Problem to solve >>
After locating the line that contains "Where can you", output that line and each one following it, exactly, to the end of the entries. No pictures.
(Beginning of Records shown)
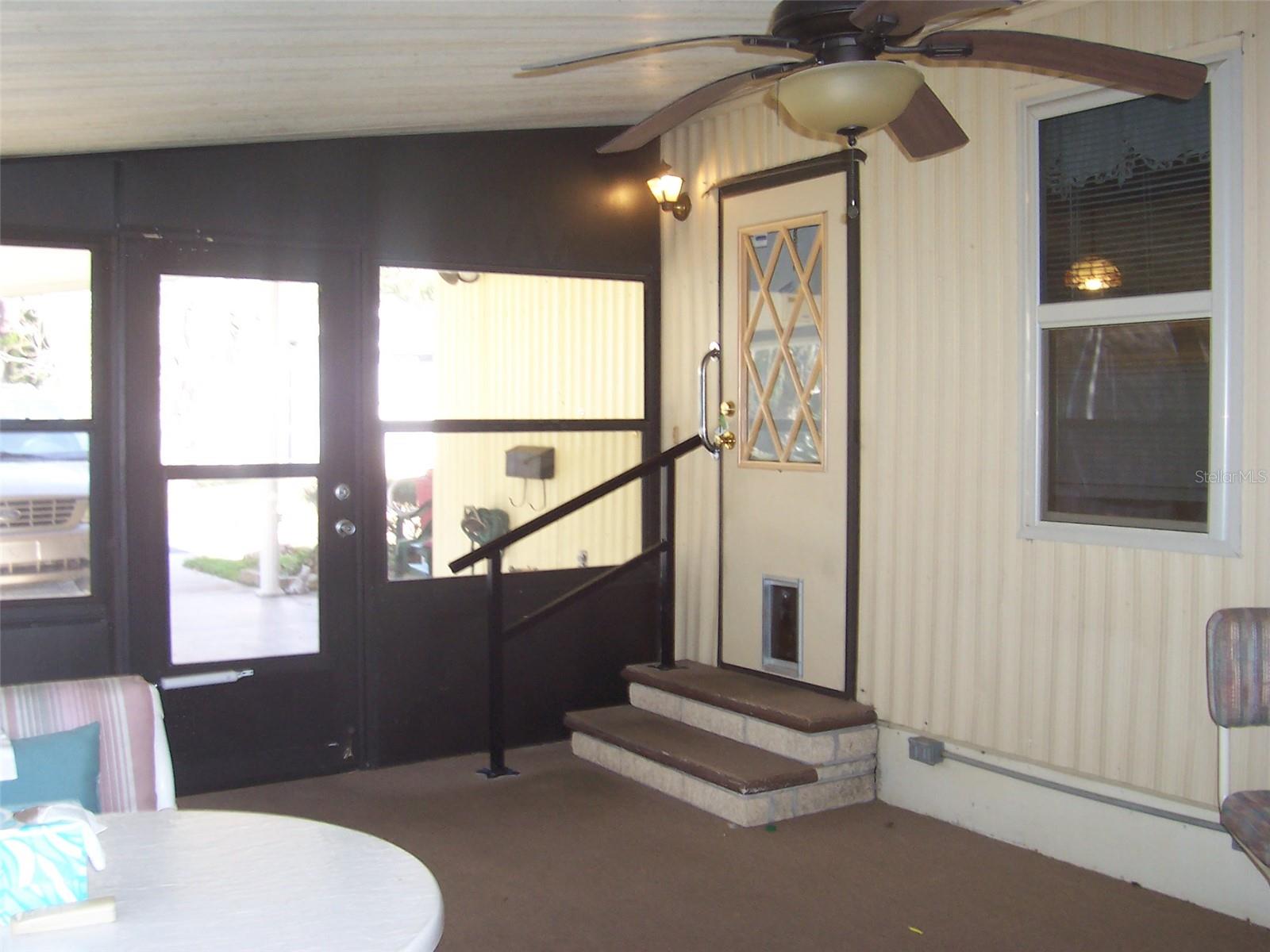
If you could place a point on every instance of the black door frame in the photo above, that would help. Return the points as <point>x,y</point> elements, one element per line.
<point>325,689</point>
<point>816,168</point>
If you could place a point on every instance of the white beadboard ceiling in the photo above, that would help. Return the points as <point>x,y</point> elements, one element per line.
<point>101,75</point>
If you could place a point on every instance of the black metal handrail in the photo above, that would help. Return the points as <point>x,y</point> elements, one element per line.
<point>498,632</point>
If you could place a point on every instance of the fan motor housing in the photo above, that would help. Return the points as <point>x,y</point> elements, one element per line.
<point>810,21</point>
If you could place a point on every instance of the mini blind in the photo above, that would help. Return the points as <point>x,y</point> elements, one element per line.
<point>1126,192</point>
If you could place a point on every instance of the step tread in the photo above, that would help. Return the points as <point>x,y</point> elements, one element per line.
<point>725,763</point>
<point>787,704</point>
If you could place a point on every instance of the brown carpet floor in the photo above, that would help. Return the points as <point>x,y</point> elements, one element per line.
<point>571,857</point>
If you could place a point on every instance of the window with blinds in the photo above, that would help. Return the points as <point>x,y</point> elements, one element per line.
<point>1126,428</point>
<point>1126,197</point>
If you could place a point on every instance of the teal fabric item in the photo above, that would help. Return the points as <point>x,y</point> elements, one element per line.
<point>55,767</point>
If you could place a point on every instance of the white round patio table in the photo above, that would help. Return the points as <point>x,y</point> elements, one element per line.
<point>217,880</point>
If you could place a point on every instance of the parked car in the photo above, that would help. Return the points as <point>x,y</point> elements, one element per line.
<point>44,508</point>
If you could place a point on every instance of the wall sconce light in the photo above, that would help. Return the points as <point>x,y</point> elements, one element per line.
<point>1092,273</point>
<point>670,194</point>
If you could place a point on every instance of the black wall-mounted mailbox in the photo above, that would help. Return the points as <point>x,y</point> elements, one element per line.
<point>531,463</point>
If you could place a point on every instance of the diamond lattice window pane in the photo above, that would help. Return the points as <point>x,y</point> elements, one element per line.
<point>804,447</point>
<point>784,403</point>
<point>764,448</point>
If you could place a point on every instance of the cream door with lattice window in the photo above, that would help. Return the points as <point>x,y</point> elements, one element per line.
<point>783,302</point>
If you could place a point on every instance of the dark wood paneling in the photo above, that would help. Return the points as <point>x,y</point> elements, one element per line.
<point>530,201</point>
<point>55,651</point>
<point>296,192</point>
<point>427,647</point>
<point>74,194</point>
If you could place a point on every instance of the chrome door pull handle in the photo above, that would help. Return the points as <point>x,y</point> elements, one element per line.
<point>205,679</point>
<point>704,432</point>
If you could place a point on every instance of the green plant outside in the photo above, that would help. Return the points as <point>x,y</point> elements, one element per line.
<point>291,560</point>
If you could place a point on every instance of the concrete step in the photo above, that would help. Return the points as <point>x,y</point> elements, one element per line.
<point>783,719</point>
<point>738,782</point>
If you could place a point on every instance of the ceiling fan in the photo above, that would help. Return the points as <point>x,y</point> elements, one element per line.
<point>842,86</point>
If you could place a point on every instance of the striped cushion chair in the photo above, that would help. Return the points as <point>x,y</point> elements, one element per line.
<point>137,765</point>
<point>1238,696</point>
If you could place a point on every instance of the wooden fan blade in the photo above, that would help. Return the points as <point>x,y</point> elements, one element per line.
<point>689,106</point>
<point>1095,63</point>
<point>926,129</point>
<point>728,38</point>
<point>914,14</point>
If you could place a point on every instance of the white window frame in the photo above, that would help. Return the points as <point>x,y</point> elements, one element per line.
<point>1222,305</point>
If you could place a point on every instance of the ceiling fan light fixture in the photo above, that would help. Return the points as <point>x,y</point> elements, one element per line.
<point>864,94</point>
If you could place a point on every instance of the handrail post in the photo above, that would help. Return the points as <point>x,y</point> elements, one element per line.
<point>495,635</point>
<point>666,583</point>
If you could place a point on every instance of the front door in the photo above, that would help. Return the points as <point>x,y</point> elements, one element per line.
<point>241,386</point>
<point>785,488</point>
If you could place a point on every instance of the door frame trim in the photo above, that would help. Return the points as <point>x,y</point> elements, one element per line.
<point>761,181</point>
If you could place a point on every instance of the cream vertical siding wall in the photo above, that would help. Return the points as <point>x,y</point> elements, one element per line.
<point>541,347</point>
<point>1083,658</point>
<point>533,347</point>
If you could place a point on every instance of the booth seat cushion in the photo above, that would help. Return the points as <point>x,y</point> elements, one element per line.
<point>1248,818</point>
<point>126,712</point>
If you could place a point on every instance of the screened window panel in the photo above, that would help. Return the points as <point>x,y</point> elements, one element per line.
<point>1127,414</point>
<point>1126,184</point>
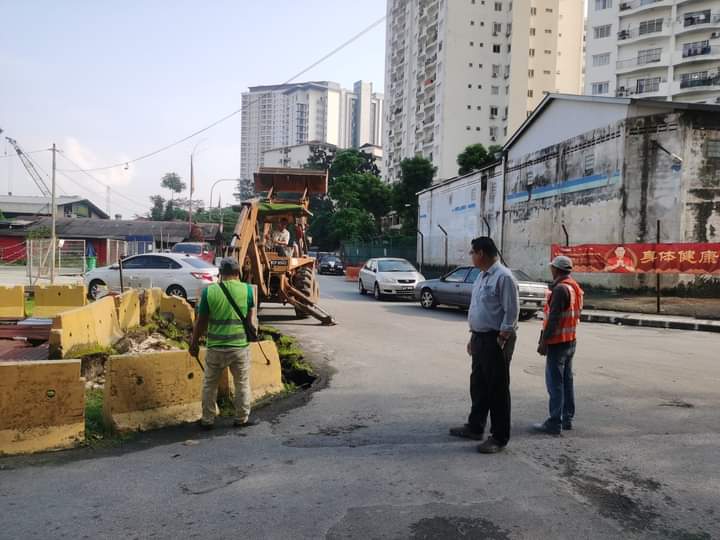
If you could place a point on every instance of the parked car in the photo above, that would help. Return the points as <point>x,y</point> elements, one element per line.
<point>455,289</point>
<point>176,274</point>
<point>388,277</point>
<point>331,264</point>
<point>202,250</point>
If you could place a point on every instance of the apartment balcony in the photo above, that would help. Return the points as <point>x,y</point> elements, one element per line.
<point>631,7</point>
<point>638,89</point>
<point>691,23</point>
<point>640,63</point>
<point>705,82</point>
<point>638,34</point>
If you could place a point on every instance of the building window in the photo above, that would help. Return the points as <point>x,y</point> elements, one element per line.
<point>599,89</point>
<point>601,59</point>
<point>649,27</point>
<point>712,149</point>
<point>602,31</point>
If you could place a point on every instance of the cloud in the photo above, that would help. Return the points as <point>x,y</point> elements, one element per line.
<point>85,158</point>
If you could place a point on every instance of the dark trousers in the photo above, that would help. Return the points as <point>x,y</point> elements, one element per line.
<point>559,382</point>
<point>490,385</point>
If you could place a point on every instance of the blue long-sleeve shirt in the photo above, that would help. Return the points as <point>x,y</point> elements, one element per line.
<point>495,303</point>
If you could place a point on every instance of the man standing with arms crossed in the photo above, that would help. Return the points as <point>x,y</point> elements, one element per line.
<point>227,343</point>
<point>557,341</point>
<point>493,317</point>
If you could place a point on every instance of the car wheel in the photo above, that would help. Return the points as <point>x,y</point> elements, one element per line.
<point>176,290</point>
<point>376,293</point>
<point>427,299</point>
<point>94,289</point>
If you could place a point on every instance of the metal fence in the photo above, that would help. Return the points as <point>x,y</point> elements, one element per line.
<point>69,258</point>
<point>354,253</point>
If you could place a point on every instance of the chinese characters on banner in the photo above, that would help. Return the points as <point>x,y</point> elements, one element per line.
<point>643,258</point>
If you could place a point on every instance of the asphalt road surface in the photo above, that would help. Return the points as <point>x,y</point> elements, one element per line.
<point>369,456</point>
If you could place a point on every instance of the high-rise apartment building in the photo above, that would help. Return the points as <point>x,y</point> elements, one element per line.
<point>664,49</point>
<point>459,72</point>
<point>291,114</point>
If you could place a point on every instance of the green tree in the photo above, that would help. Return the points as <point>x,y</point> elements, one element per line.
<point>174,183</point>
<point>157,212</point>
<point>476,156</point>
<point>416,174</point>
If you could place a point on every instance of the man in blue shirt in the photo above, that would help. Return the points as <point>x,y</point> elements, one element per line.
<point>493,316</point>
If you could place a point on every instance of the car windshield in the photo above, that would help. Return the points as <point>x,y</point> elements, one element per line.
<point>521,276</point>
<point>198,263</point>
<point>395,266</point>
<point>187,248</point>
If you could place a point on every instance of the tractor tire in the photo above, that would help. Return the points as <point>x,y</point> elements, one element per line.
<point>305,282</point>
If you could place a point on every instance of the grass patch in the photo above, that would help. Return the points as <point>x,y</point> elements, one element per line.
<point>97,434</point>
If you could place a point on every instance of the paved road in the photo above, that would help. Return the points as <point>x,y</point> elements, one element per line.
<point>368,457</point>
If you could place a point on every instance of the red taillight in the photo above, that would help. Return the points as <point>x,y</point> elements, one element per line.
<point>203,276</point>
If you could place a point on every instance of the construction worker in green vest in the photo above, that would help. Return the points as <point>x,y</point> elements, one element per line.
<point>227,344</point>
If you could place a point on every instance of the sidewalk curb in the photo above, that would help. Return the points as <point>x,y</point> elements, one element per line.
<point>636,319</point>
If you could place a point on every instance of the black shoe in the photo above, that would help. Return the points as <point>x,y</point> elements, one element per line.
<point>465,432</point>
<point>546,428</point>
<point>491,446</point>
<point>247,423</point>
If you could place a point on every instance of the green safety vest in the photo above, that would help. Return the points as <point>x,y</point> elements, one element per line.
<point>225,328</point>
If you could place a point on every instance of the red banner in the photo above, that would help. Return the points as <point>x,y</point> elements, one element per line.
<point>643,258</point>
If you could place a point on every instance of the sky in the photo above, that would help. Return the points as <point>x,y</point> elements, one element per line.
<point>108,81</point>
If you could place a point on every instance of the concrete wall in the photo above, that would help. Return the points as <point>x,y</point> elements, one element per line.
<point>94,324</point>
<point>151,390</point>
<point>42,405</point>
<point>12,302</point>
<point>53,299</point>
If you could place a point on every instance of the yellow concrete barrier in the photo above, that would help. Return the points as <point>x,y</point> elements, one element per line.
<point>12,302</point>
<point>42,406</point>
<point>53,299</point>
<point>265,379</point>
<point>182,313</point>
<point>151,390</point>
<point>150,304</point>
<point>93,325</point>
<point>128,309</point>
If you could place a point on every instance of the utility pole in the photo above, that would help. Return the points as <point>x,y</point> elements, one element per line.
<point>53,206</point>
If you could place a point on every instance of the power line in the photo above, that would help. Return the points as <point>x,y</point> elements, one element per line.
<point>236,111</point>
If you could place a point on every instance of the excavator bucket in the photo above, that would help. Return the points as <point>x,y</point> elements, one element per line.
<point>277,180</point>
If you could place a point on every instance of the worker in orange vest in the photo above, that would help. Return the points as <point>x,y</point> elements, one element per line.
<point>557,343</point>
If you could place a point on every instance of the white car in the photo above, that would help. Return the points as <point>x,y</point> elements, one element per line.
<point>388,277</point>
<point>176,274</point>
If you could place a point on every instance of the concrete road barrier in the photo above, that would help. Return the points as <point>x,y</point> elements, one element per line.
<point>42,406</point>
<point>12,302</point>
<point>151,390</point>
<point>182,313</point>
<point>53,299</point>
<point>265,378</point>
<point>93,325</point>
<point>128,309</point>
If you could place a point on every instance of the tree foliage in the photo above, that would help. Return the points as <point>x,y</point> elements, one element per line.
<point>476,156</point>
<point>173,182</point>
<point>416,174</point>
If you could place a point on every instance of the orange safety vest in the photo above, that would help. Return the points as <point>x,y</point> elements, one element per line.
<point>569,319</point>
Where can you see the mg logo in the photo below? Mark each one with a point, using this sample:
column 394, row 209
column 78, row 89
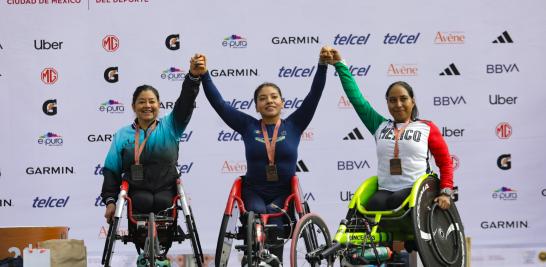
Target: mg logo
column 504, row 130
column 49, row 76
column 110, row 43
(End of Records shown)
Result for this task >>
Where can you see the mg logo in the photo below? Mark each one with a point, using this sample:
column 394, row 209
column 78, row 89
Target: mg logo
column 504, row 130
column 49, row 76
column 110, row 43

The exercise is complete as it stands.